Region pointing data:
"""

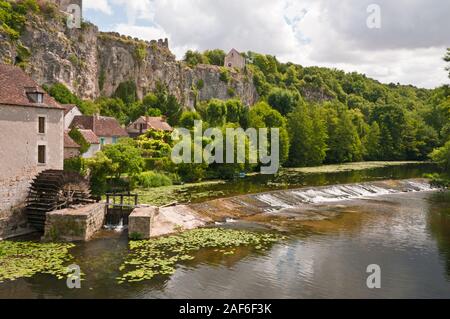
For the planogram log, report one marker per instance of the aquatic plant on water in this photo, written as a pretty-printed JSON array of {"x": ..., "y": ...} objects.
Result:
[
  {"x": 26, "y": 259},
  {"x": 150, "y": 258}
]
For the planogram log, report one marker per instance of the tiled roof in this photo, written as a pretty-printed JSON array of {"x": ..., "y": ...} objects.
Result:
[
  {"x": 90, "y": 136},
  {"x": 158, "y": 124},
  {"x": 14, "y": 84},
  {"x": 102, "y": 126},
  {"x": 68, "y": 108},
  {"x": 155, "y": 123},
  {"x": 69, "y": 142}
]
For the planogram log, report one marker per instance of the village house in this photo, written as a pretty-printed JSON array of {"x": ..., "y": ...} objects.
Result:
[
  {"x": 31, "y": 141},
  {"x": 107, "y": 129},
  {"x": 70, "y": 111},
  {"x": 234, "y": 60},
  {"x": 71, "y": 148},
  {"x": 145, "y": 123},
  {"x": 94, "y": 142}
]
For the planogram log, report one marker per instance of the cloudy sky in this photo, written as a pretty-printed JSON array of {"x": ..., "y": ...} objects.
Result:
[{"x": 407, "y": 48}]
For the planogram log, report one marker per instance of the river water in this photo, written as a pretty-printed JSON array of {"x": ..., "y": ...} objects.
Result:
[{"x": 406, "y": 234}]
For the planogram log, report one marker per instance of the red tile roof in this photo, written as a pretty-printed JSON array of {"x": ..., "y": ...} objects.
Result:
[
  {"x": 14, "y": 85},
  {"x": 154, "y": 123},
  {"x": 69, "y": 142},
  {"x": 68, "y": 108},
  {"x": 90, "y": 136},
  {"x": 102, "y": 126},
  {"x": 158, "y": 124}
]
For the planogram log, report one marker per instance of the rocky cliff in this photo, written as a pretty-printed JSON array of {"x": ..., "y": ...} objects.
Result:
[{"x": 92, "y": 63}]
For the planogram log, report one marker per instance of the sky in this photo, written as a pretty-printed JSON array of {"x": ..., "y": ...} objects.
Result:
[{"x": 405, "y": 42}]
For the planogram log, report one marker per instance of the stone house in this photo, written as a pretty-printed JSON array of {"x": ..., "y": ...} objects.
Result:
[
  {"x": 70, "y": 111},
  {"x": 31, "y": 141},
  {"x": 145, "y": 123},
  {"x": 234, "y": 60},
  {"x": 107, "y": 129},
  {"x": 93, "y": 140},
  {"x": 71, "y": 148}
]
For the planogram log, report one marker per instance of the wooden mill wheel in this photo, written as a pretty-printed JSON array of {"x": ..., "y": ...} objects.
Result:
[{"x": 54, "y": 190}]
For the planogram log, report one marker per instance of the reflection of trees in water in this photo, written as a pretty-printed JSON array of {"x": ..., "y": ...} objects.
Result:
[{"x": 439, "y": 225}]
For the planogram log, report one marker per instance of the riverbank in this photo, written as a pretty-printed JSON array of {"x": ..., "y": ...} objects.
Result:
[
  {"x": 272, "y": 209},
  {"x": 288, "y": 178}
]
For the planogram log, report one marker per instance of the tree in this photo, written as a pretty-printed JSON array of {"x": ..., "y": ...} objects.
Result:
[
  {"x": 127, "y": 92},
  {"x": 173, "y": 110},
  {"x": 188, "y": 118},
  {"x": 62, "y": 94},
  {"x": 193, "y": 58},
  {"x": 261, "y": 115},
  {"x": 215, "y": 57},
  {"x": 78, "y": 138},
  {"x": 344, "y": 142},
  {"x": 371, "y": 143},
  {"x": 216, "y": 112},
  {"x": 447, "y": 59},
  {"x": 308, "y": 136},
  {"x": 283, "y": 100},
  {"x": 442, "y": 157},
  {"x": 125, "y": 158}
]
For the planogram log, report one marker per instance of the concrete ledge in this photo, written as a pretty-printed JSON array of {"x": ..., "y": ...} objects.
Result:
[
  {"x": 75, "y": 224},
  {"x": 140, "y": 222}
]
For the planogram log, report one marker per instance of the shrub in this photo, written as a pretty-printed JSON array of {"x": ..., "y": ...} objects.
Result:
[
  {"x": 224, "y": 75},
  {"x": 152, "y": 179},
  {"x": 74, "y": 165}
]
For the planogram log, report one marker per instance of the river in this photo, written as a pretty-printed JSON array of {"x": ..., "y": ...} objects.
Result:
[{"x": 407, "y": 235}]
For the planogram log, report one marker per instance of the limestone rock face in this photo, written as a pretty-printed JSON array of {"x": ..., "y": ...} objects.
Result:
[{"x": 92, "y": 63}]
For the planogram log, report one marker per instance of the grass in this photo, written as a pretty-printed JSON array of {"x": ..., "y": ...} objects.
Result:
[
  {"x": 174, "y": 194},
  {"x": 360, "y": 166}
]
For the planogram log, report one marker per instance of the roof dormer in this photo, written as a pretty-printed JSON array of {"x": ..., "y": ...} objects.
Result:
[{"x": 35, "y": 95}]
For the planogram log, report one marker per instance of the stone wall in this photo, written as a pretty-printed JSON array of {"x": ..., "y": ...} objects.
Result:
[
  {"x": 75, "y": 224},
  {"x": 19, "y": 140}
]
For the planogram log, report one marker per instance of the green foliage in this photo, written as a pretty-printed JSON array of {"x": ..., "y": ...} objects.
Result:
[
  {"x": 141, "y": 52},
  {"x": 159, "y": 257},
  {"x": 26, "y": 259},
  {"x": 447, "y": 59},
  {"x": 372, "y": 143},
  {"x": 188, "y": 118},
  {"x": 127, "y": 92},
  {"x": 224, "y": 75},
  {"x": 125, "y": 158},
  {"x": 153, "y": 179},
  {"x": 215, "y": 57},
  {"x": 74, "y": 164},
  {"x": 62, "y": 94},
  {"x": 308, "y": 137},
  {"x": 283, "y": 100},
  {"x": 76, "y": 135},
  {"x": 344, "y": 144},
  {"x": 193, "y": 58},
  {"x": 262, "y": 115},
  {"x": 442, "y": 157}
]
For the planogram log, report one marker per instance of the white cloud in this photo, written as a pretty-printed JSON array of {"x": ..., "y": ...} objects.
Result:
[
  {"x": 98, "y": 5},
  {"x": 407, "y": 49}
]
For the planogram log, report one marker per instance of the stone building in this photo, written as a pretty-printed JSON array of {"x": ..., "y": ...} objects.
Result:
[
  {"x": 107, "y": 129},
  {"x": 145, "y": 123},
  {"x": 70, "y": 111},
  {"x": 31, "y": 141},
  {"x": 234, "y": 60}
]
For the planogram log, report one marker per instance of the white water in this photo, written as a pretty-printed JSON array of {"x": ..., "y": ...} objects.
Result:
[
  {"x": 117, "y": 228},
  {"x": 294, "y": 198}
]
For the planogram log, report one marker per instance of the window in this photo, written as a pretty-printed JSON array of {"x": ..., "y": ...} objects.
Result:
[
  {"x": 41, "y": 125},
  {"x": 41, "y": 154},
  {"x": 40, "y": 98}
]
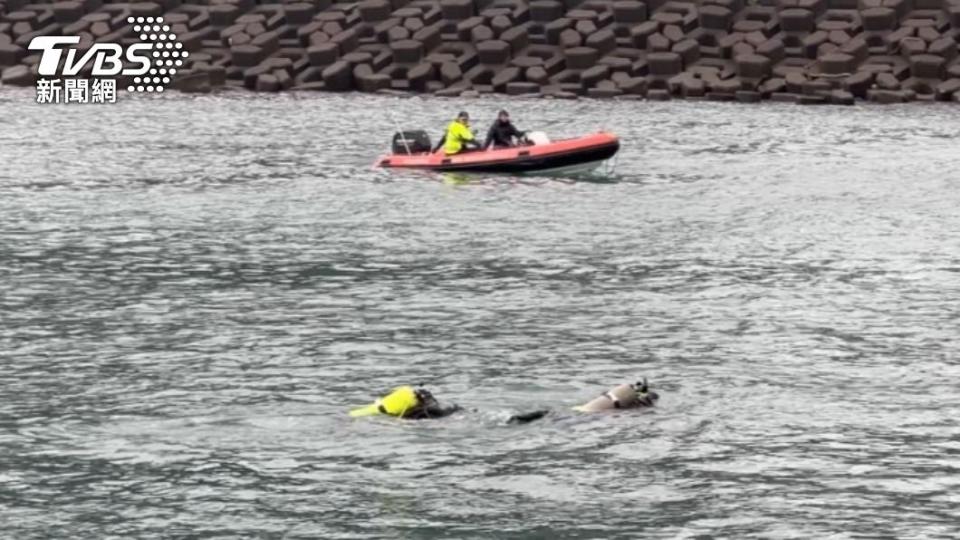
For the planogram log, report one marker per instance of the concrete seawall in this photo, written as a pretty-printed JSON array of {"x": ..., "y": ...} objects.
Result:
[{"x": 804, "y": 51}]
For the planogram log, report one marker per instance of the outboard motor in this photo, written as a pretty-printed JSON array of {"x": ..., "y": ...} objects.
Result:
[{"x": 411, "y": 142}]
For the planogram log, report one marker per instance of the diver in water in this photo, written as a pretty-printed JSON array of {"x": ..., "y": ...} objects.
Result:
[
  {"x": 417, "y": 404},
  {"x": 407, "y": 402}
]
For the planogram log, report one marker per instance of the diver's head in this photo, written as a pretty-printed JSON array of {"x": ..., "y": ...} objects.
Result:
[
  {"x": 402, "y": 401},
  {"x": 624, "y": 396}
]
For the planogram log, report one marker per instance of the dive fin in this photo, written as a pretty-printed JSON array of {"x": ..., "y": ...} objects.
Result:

"""

» **Task to complete**
In the entries above, find the line holding "the concrete ledge" and the line holding "of the shrub", then retype exactly those two lines and every line between them, and nothing else.

» **Output**
For the planogram log, report one marker per instance of the concrete ledge in this photo, written as a pretty-printed JSON array of {"x": ..., "y": ...} objects.
Result:
[
  {"x": 75, "y": 224},
  {"x": 140, "y": 222}
]
For the planogram log, report one marker per instance of the shrub in this photo, written as a pretty-printed JSON array of {"x": ..., "y": ...} objects.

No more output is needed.